**Extracted text**

● ● ● ● ●

A Novel Bayesian Network Model for the Study of Genetic Regulatory Networks
Y. Zeng1, J. Garcia-Frias2
1zeng@eecis.udel.edu, University of Delaware; 2jgarcia@eecis.udel.edu, University of Delaware
The regulation mechanism in protein synthesis is crucial for the cell’s lives, and decides the expression levels of different genes at different stages. With the emergence of microarray techniques, it is practical to measure the expression level for thousands of genes simultaneously. A major challenge in computational biology is to uncover, from such measurements, gene/protein interactions and key biological features of cellular systems.
Bayesian networks (BNs) provide an effective method to model phenomena through the joint distribution of a large number of random variables. The robustness and efficiency of this approach suggest its application in constructing genetic networks from microarray gene expression data. Our previous work on constructing BN models with discretized expression values was reported in ISMB 2002. This poster presents an extension of that work to the case of continuous expression data.
Although the discrete BN model is often used because of its simplicity, its weakness is evident. Since the microarray data is continuous valued, it requires quantization before model construction. Friedman et al. pointed out that the discretization probably loses information contained in the data. Moreover, the resulting network strongly depends on the selection of the quantization scales. To solve this problem, BN models with continuous valued variables have received more and more attention.
Most of the research on continuous BNs has focused on defining the relationships among variables with regression models. A commonly used criterion in these regression models is the minimization of the square error (MSE), which implies a Gaussian assumption for the distribution of the variables (G-model). Although the Gaussian assumption can be derived based on a maximum entropy approach, the main justification for its use is practicability. In fact, in spite of its common use, it is far from clear that the Gaussian assumption is a good choice for practical problems, especially when dealing with outliers. Outliers are errors which occur with low probability and which are not produced by the regulatory process that we try to uncover. The general problem is that a few (maybe even one) outliers of high deviation are sufficient to throw the standard Gaussian error estimators completely off-track. This bias degrades the inference power of the BN model.

● ● ● ● ●

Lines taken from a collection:
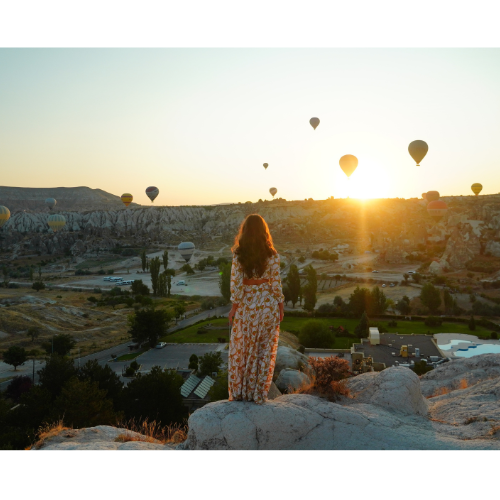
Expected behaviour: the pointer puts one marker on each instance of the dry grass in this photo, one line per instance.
(46, 432)
(152, 432)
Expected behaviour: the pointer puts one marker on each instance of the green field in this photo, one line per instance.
(189, 335)
(293, 325)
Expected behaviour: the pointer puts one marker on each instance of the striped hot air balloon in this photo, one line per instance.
(152, 192)
(476, 188)
(186, 249)
(56, 222)
(437, 209)
(127, 199)
(432, 196)
(4, 215)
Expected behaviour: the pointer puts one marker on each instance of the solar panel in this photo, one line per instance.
(189, 385)
(204, 387)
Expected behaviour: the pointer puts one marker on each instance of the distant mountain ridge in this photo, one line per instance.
(74, 198)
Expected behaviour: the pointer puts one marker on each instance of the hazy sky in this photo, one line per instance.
(199, 123)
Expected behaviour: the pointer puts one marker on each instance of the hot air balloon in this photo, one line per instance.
(348, 164)
(314, 122)
(437, 209)
(51, 203)
(127, 199)
(432, 195)
(56, 222)
(476, 188)
(152, 192)
(4, 215)
(186, 249)
(418, 150)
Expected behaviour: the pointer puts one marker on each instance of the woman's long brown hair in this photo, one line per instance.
(253, 245)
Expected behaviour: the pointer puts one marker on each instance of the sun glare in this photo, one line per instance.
(370, 182)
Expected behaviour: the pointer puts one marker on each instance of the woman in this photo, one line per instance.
(256, 313)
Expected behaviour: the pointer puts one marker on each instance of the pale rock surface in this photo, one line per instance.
(449, 375)
(291, 378)
(289, 358)
(101, 437)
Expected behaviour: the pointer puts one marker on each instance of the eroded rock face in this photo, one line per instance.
(462, 246)
(102, 437)
(289, 358)
(289, 378)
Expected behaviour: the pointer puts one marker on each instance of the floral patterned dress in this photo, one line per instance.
(255, 332)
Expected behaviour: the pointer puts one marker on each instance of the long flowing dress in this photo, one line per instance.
(255, 333)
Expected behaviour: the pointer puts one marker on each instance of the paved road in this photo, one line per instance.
(172, 356)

● ● ● ● ●

In the text on Bayesian network models of genetic regulatory networks, what assumption does minimizing the square error imply?

It implies a Gaussian assumption for the distribution of the variables.